Output the following material verbatim, every line in its original order and with no changes.
□ □ □ □ □ □ □
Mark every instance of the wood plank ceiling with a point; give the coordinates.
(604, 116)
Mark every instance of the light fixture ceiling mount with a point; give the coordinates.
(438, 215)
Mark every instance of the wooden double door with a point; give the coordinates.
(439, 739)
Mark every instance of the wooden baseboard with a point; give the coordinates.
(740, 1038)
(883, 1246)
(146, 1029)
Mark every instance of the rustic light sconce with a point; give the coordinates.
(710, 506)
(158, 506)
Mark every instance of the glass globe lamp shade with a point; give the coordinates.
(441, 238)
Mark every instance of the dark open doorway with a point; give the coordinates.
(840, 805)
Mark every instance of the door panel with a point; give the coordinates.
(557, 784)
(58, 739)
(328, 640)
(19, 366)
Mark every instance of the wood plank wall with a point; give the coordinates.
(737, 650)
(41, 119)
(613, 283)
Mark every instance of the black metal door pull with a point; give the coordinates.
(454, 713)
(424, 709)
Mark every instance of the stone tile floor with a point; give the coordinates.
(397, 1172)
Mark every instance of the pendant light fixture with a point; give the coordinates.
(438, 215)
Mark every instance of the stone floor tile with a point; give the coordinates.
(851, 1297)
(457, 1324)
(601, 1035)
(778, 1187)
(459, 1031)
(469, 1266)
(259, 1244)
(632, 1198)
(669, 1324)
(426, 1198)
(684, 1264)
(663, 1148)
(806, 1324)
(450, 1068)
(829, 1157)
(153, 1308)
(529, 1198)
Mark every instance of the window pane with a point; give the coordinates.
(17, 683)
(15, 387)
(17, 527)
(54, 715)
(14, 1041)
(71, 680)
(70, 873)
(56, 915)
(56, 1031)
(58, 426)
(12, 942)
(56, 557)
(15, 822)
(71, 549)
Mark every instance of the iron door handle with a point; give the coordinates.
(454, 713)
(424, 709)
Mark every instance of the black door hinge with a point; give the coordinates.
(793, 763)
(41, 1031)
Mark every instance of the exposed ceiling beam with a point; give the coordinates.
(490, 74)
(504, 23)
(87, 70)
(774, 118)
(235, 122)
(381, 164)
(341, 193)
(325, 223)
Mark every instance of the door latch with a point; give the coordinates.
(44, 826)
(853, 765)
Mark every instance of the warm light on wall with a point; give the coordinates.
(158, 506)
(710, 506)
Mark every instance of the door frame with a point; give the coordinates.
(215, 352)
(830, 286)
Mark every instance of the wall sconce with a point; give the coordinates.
□ □ □ □ □ □ □
» **Solution to this exercise**
Mark every instance of the wood plank ceiling with a point; give the coordinates.
(604, 116)
Mark every instance of the light fixture ceiling mount with a point; give the coordinates.
(438, 215)
Mark every instance of the wooden double door with a point; give the coordinates.
(439, 739)
Mark every instance of the wooden baseboard with a point; give the coordinates.
(740, 1038)
(883, 1246)
(146, 1029)
Mark every instance of the rustic light sconce with a point; give the coordinates.
(710, 506)
(158, 506)
Mark every instance of the glass globe lamp shade with a point; give the coordinates.
(441, 238)
Mark every instance of the dark open doorway with a point; give the coordinates.
(840, 805)
Mark every instance of the door panel with a point; give the coordinates.
(557, 784)
(58, 739)
(328, 640)
(19, 366)
Mark every instance of the wood plank wall with a point; give the coordinates.
(737, 650)
(41, 119)
(613, 283)
Mark every instance of the black metal door pull with a point; give the coordinates.
(454, 713)
(424, 709)
Mark every instance of the stone tile floor with a point; give the coordinates.
(397, 1172)
Mark every instance of the pendant light fixture with a point; give the coordinates.
(438, 215)
Mark every instance of the stone floor tile with a point; give the coordinates.
(851, 1297)
(457, 1324)
(601, 1035)
(778, 1187)
(459, 1031)
(469, 1266)
(259, 1244)
(632, 1198)
(669, 1324)
(426, 1198)
(684, 1264)
(663, 1148)
(806, 1324)
(450, 1068)
(829, 1157)
(153, 1308)
(529, 1198)
Mark every instance of the window pane with a point; give the coordinates.
(17, 683)
(15, 387)
(17, 527)
(54, 715)
(14, 1041)
(71, 680)
(70, 873)
(56, 915)
(56, 1031)
(58, 426)
(12, 942)
(56, 557)
(15, 822)
(71, 549)
Mark every instance of the iron door handle with a point; give the coordinates.
(454, 713)
(424, 709)
Mark every instance of the black door hinge with a point; give the coordinates.
(793, 763)
(41, 1031)
Mark every instance of the exposed ceiling beam with a point; give the coordinates.
(490, 74)
(504, 23)
(87, 70)
(774, 118)
(235, 122)
(381, 164)
(341, 193)
(325, 223)
Mark every instance of the door latch with a point; give the coordinates.
(44, 826)
(853, 765)
Mark every instance of the warm light on wall with a point; give the coordinates.
(158, 506)
(710, 506)
Mark every instance of the door frame with a point; give the coordinates.
(215, 352)
(830, 286)
Mark every instance of the wall sconce with a point; give the coordinates.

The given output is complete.